DATA FOR THIS EXERCISE:
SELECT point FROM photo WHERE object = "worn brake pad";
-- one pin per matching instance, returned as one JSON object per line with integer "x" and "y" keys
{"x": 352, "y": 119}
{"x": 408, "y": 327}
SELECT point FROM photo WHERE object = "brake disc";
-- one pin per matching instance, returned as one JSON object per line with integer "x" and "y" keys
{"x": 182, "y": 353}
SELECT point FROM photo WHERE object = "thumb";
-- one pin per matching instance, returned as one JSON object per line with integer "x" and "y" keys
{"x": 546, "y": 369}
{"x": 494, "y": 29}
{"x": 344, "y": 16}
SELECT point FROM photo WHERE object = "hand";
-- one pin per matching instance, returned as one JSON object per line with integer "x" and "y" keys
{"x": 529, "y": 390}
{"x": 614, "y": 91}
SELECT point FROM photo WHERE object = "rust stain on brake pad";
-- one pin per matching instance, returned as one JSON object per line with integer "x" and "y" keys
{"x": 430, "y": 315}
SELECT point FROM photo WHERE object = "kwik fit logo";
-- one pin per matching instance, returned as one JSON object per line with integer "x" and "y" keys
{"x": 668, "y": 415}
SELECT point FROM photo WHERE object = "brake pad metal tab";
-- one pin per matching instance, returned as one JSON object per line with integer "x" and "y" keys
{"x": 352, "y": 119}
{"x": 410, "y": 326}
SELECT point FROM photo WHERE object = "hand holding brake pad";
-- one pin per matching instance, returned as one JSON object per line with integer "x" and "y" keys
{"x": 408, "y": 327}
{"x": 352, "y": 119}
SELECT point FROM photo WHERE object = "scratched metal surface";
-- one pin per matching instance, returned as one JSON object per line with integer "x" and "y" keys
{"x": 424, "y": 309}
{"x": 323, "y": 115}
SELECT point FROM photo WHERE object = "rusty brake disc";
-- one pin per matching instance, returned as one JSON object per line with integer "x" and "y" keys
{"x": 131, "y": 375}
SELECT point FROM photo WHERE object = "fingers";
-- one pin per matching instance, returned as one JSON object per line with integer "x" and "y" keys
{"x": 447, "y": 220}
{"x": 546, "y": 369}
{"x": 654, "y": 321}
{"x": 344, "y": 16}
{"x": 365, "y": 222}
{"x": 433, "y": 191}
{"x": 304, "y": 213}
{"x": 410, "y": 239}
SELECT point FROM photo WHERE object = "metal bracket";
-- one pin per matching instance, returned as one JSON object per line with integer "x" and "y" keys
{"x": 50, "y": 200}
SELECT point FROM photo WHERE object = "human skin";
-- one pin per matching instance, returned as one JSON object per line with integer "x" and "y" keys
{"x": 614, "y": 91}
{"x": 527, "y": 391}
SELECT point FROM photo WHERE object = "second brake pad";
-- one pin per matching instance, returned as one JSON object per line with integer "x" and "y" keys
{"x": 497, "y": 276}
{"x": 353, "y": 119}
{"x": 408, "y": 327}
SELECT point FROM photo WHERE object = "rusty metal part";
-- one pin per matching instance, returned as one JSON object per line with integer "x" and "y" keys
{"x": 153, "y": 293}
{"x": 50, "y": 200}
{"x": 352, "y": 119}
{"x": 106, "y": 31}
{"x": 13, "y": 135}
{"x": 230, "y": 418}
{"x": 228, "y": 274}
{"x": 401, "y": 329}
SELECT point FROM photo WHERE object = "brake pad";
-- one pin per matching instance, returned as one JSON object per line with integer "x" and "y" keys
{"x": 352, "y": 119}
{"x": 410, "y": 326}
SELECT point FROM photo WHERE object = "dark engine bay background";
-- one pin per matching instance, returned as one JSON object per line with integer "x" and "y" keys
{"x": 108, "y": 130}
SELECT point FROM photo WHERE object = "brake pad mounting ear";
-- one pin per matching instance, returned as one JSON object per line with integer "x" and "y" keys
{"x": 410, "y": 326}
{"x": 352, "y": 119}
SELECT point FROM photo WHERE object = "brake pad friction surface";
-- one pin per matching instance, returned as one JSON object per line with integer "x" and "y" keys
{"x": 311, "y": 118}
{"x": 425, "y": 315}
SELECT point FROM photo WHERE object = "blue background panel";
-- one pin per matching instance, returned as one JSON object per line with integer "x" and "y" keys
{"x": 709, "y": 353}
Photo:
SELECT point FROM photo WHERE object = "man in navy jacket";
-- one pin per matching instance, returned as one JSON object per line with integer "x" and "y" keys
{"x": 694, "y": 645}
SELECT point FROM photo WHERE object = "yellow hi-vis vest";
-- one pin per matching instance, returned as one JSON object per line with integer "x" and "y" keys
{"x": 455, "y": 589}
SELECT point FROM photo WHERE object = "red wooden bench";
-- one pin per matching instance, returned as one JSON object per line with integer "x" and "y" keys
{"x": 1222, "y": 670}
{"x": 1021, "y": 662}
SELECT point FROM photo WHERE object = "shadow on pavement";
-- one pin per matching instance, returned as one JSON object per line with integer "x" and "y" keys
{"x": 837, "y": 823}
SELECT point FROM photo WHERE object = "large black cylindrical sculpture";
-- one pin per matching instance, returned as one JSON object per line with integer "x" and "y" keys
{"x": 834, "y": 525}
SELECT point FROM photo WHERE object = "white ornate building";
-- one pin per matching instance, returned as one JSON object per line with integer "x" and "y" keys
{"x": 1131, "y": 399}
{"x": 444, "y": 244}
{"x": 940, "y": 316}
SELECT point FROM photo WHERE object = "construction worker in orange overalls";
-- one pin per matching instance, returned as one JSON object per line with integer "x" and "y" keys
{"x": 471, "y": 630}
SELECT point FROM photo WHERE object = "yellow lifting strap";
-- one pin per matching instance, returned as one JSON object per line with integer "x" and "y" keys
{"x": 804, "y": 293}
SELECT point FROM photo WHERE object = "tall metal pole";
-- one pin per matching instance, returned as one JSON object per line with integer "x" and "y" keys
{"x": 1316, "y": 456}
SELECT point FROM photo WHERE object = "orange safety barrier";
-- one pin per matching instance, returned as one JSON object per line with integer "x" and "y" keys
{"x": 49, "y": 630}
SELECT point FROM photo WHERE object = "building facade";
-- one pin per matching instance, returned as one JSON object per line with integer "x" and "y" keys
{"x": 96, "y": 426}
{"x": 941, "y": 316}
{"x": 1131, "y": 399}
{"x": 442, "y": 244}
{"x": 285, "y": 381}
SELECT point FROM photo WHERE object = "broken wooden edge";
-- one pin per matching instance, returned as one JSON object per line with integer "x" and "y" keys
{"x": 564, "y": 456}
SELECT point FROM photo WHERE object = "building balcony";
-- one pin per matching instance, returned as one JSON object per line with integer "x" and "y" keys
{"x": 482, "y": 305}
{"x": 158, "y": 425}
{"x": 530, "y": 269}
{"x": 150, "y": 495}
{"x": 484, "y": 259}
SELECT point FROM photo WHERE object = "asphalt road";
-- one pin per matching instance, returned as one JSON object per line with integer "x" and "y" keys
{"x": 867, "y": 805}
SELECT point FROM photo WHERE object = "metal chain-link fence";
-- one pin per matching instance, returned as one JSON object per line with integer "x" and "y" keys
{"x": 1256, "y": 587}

DESCRIPTION OF THE TASK: Print out the whole listing exactly as it appears.

COMPLETE RESPONSE:
SELECT point FROM photo WHERE object = "worn brake pad";
-- one pin per matching instance, returned as one JSON object per line with integer "x" and "y" keys
{"x": 352, "y": 119}
{"x": 408, "y": 327}
SELECT point FROM photo WHERE object = "brake disc";
-- one pin per matching instance, returned as one JSON object per line with integer "x" and "y" keys
{"x": 182, "y": 353}
SELECT point FROM photo WHERE object = "thumb";
-- one pin per matching instance, returned as one JSON object per line with integer "x" and "y" keys
{"x": 546, "y": 369}
{"x": 494, "y": 29}
{"x": 344, "y": 16}
SELECT point FROM photo WHERE object = "hand";
-- one pin per matching instance, returned as one JSON object per line with integer "x" and "y" keys
{"x": 529, "y": 390}
{"x": 614, "y": 91}
SELECT point FROM photo WHERE object = "rust stain on brake pad";
-- one pin per matching instance, returned as one JSON object per line with integer "x" and "y" keys
{"x": 430, "y": 315}
SELECT point FROM photo WHERE object = "kwik fit logo";
-- one pin per matching instance, returned as one JSON object per line with integer "x" and "y" keys
{"x": 668, "y": 415}
SELECT point FROM photo WHERE object = "brake pad metal tab";
-- one pin per matching instance, returned as one JSON object per line with integer "x" and "y" keys
{"x": 352, "y": 119}
{"x": 410, "y": 326}
SELECT point FROM photo WHERE object = "hand holding brake pad";
-- one pin per matching instance, returned as one JSON object per line with integer "x" and "y" keys
{"x": 408, "y": 327}
{"x": 352, "y": 119}
SELECT point FROM photo WHERE object = "scratched metal surface";
-- one pin per matching instance, returned as one JSON object per line with integer "x" and "y" keys
{"x": 424, "y": 309}
{"x": 323, "y": 115}
SELECT point FROM photo WHERE object = "rusty brake disc";
-- one pin per matching instance, returned as one JSON object per line with integer "x" and "y" keys
{"x": 131, "y": 375}
SELECT point FROM photo WHERE object = "fingers";
-- one pin per matching instance, returned as one JSON object per line with integer "x" and "y" keys
{"x": 447, "y": 220}
{"x": 546, "y": 369}
{"x": 654, "y": 321}
{"x": 344, "y": 16}
{"x": 365, "y": 222}
{"x": 433, "y": 191}
{"x": 304, "y": 213}
{"x": 410, "y": 239}
SELECT point FROM photo WHERE object = "metal bracket";
-- one pin per matching instance, returned as one JSON object per line with integer "x" and "y" keys
{"x": 50, "y": 200}
SELECT point FROM photo WHERE object = "human skin";
-- one pin per matching instance, returned as one JSON object per line with integer "x" and "y" keys
{"x": 614, "y": 91}
{"x": 527, "y": 391}
SELECT point FROM photo WHERE object = "second brake pad";
-- one pin per matching instance, returned as one JSON object per line with integer "x" and "y" keys
{"x": 497, "y": 276}
{"x": 353, "y": 119}
{"x": 408, "y": 327}
SELECT point FROM photo WHERE object = "rusty metal part";
-- one pin per matching instance, returned as one JSON object per line with integer "x" and "y" keys
{"x": 153, "y": 293}
{"x": 50, "y": 200}
{"x": 352, "y": 119}
{"x": 106, "y": 31}
{"x": 13, "y": 135}
{"x": 230, "y": 418}
{"x": 228, "y": 274}
{"x": 401, "y": 329}
SELECT point FROM photo WHERE object = "brake pad";
-- one pin per matching instance, returned as one JSON object per line with integer "x" and "y" keys
{"x": 352, "y": 119}
{"x": 410, "y": 326}
SELECT point FROM photo WHERE object = "dark engine bay background";
-- one pin per matching instance, returned as one JSON object per line with integer "x" and "y" keys
{"x": 108, "y": 130}
SELECT point FROM photo WHERE object = "brake pad mounting ear";
-- one pin per matching instance, returned as one JSON object per line with integer "x" and "y" keys
{"x": 410, "y": 326}
{"x": 352, "y": 119}
SELECT point FROM photo WHERE object = "brake pad friction surface";
-- one pin per matching instance, returned as one JSON object per line with integer "x" and "y" keys
{"x": 311, "y": 118}
{"x": 425, "y": 315}
SELECT point FROM photo WHERE object = "blue background panel";
-- one pin per matching instance, returned as one JSON object per line with integer "x" and "y" keys
{"x": 709, "y": 353}
Photo:
SELECT point FROM photo WHERE object = "man in navy jacket";
-- one pin per matching instance, returned as one JSON object per line with integer "x" and "y" keys
{"x": 694, "y": 645}
SELECT point FROM photo WHERE object = "yellow hi-vis vest";
-- one pin per matching instance, returned as one JSON object per line with integer "x" and "y" keys
{"x": 455, "y": 589}
SELECT point FROM photo WHERE object = "red wooden bench";
-- one pin per matching instance, returned as one JSON object per line with integer "x" and "y" keys
{"x": 1222, "y": 670}
{"x": 1021, "y": 662}
SELECT point FROM photo WHERE object = "shadow on pavement";
-- one pin per matching instance, returned as one JSON object per line with integer "x" and "y" keys
{"x": 837, "y": 823}
SELECT point FROM photo WHERE object = "large black cylindrical sculpture";
-- one pin per matching instance, returned as one JSON object per line with integer "x" and "y" keys
{"x": 834, "y": 525}
SELECT point FROM photo WHERE object = "white ornate building";
-- one pin per matching instance, returned as one JSON object per line with integer "x" and "y" keys
{"x": 1131, "y": 399}
{"x": 444, "y": 244}
{"x": 940, "y": 316}
SELECT point FROM photo WHERE object = "construction worker in orange overalls";
-- one pin per matching instance, returned as one JSON object per line with integer "x" and "y" keys
{"x": 471, "y": 630}
SELECT point FROM photo WHERE object = "yellow lifting strap";
-- one pin per matching instance, returned as one JSON object per line with integer "x" and "y" keys
{"x": 804, "y": 293}
SELECT point FROM photo WHERE object = "tall metal pole";
-- one pin per matching instance, returned as one JSON object per line with integer "x" and "y" keys
{"x": 1316, "y": 456}
SELECT point FROM photo WHERE object = "orange safety barrier";
-- one pin per matching instance, returned as one JSON object per line with integer "x" and "y" keys
{"x": 49, "y": 630}
SELECT point FROM photo WHERE object = "building facade";
-- one pin per matching instance, returned as one JSON object per line with integer "x" and "y" keys
{"x": 96, "y": 426}
{"x": 941, "y": 316}
{"x": 1131, "y": 399}
{"x": 442, "y": 244}
{"x": 285, "y": 381}
SELECT point FROM photo WHERE object = "broken wooden edge";
-- one pin per matching instance, returned as one JSON object per line with integer "x" and "y" keys
{"x": 564, "y": 456}
SELECT point FROM photo WHERE object = "building balcony";
-- one pin per matching instance, returned as one JSON object per line with integer "x" and "y" keys
{"x": 482, "y": 305}
{"x": 158, "y": 425}
{"x": 530, "y": 269}
{"x": 150, "y": 495}
{"x": 484, "y": 259}
SELECT point FROM photo WHERE object = "asphalt road";
-- one pin per matching instance, returned as one JSON object per line with integer "x" and "y" keys
{"x": 867, "y": 805}
SELECT point FROM photo WHERE object = "metal chain-link fence";
-- one pin per matching instance, returned as one JSON object per line with integer "x" and "y" keys
{"x": 1256, "y": 587}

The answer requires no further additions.